#### Objective
Rewrite the material from its start through the line containing "Target: thin stalk", replacing "thickest part" with "widest part" and leaving everything else unchanged.

#### A run of records
• • • • • • •

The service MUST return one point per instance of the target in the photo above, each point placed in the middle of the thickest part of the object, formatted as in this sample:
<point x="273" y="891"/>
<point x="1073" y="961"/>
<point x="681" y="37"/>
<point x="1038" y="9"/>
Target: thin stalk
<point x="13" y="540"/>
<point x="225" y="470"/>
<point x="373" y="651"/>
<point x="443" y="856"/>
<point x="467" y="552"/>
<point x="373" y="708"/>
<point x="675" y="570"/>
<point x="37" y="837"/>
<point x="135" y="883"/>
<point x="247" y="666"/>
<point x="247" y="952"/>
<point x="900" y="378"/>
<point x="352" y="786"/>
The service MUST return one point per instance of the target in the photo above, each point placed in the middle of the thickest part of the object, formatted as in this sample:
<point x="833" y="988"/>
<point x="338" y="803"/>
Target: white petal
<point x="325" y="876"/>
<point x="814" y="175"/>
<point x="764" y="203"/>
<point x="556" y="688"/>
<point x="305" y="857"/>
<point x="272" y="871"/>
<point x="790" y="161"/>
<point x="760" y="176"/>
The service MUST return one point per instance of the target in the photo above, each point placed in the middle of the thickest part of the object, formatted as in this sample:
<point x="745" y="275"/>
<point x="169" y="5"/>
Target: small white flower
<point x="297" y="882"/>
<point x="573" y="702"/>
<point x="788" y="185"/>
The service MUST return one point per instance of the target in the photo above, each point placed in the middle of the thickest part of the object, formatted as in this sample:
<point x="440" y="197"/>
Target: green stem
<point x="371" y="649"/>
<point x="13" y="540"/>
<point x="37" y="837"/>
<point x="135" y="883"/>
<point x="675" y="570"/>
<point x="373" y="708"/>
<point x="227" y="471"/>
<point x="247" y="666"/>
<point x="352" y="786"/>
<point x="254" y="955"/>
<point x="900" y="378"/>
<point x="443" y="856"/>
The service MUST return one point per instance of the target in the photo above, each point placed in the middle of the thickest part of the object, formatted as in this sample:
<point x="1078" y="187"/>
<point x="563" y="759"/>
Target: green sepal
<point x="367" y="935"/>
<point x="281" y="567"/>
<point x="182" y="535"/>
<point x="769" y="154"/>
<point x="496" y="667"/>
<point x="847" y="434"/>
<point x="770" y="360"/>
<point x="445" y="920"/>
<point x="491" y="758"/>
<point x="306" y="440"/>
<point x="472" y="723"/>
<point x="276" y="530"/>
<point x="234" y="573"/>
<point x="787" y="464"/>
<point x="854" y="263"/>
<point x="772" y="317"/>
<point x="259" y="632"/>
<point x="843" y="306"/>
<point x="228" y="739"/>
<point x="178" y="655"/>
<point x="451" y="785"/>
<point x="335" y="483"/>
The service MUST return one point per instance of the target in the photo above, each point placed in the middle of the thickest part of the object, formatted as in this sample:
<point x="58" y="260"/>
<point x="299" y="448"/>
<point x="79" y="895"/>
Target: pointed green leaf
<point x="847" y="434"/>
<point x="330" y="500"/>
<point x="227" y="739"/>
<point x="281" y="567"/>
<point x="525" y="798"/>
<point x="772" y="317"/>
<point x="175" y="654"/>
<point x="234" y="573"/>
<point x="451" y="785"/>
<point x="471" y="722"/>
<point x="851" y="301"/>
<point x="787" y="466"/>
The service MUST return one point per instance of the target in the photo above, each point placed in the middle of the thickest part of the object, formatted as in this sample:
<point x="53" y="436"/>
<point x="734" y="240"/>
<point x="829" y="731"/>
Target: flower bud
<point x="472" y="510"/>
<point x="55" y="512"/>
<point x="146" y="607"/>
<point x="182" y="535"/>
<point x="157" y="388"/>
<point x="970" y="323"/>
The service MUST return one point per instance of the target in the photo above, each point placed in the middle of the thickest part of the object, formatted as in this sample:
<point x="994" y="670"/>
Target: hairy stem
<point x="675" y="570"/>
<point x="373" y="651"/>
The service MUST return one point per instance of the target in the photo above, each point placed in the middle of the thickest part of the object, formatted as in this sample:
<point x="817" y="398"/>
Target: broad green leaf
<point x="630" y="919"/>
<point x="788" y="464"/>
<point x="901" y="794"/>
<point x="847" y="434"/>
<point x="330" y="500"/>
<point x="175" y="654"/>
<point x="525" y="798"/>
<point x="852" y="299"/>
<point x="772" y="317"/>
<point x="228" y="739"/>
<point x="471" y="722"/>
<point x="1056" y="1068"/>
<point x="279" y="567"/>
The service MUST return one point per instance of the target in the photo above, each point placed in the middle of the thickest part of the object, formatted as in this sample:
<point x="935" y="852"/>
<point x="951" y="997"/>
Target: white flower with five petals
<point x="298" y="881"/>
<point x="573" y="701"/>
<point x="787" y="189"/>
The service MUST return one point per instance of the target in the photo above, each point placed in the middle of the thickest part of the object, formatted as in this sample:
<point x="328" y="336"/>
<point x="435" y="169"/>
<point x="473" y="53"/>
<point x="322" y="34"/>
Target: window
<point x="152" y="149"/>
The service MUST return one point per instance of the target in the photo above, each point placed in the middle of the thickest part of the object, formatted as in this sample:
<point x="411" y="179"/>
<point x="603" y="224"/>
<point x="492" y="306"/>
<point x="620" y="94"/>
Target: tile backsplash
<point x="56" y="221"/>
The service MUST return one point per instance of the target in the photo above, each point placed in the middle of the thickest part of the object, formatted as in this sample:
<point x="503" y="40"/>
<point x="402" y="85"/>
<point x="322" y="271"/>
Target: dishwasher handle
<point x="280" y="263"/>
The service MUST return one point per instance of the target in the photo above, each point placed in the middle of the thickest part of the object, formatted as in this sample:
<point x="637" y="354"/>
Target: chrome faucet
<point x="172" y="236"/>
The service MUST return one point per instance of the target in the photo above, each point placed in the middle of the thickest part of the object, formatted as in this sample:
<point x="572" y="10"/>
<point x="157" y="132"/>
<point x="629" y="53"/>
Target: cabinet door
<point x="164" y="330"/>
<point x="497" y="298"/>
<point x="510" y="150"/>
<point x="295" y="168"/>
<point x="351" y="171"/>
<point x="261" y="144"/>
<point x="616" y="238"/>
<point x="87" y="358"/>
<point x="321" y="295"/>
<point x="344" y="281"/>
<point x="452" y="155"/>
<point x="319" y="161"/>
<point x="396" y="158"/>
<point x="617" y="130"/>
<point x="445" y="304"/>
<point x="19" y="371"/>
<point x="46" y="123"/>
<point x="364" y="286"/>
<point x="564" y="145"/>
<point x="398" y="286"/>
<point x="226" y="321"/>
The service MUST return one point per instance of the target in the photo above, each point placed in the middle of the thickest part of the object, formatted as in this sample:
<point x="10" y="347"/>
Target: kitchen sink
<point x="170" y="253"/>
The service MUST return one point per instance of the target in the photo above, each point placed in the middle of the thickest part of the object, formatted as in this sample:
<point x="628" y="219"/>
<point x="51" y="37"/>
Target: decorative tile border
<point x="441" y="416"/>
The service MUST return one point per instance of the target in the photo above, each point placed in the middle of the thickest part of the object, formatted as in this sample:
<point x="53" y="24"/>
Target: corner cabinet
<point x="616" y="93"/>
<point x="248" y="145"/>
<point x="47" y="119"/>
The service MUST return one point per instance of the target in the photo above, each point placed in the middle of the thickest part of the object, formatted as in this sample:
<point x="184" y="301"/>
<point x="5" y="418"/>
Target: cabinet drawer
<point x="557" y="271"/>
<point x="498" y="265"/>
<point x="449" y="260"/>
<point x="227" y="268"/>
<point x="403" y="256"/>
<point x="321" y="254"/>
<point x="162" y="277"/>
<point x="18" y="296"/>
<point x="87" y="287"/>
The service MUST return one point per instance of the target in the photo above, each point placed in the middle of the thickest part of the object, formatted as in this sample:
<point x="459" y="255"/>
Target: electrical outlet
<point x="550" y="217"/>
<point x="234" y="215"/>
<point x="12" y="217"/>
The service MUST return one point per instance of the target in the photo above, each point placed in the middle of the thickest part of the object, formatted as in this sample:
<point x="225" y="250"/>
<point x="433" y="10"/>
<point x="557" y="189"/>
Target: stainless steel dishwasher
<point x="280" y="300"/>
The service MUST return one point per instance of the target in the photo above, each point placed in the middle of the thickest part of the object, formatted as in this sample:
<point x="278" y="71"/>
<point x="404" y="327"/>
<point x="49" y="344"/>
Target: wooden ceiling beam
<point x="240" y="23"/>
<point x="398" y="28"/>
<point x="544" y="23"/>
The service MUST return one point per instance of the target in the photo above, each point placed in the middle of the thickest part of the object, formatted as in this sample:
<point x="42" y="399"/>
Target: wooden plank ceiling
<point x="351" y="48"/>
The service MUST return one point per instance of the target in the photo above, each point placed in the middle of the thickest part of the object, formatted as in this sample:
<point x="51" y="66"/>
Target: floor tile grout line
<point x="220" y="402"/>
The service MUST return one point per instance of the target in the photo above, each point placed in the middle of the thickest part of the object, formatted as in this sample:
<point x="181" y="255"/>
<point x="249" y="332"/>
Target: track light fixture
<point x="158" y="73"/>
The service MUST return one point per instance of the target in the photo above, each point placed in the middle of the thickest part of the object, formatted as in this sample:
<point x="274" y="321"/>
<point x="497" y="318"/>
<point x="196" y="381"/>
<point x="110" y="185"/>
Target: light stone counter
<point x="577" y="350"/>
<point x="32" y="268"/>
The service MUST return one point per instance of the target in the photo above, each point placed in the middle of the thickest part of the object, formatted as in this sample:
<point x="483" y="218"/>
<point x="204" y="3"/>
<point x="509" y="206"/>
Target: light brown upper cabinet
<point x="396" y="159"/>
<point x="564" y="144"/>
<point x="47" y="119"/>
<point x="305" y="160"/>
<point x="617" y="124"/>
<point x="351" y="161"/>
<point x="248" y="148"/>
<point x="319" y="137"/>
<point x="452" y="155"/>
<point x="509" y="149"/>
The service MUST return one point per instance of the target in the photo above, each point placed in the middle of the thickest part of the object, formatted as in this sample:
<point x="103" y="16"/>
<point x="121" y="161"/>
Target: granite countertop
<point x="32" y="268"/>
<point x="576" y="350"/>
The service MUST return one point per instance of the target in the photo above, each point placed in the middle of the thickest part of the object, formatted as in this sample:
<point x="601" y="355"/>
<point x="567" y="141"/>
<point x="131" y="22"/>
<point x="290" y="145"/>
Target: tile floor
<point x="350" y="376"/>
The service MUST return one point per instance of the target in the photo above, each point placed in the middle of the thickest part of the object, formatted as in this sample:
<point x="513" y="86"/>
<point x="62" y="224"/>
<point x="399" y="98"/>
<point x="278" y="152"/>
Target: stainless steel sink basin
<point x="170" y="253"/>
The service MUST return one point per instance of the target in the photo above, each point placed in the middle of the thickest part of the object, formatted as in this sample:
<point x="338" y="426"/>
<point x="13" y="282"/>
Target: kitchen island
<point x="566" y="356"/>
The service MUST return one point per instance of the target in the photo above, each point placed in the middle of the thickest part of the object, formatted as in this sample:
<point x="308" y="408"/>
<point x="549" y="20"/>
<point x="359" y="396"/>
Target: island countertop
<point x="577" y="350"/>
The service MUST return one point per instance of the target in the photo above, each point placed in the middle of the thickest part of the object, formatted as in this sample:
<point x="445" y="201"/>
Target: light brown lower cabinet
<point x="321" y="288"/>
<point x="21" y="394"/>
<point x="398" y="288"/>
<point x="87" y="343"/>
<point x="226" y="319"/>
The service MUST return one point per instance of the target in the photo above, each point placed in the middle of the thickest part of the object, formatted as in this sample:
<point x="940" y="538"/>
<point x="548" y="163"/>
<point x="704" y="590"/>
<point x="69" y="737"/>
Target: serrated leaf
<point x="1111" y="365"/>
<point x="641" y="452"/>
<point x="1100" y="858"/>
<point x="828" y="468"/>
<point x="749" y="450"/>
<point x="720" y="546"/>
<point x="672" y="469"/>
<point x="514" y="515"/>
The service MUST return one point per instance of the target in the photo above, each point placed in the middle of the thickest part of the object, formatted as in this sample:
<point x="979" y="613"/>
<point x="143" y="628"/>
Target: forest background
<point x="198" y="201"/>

• • • • • • •

#### Result of the task
The service MUST return one point per instance of the target in the photo above, each point placed in the middle of the widest part of the object, formatted as in this sample:
<point x="273" y="891"/>
<point x="1073" y="961"/>
<point x="681" y="37"/>
<point x="1038" y="9"/>
Target: thin stalk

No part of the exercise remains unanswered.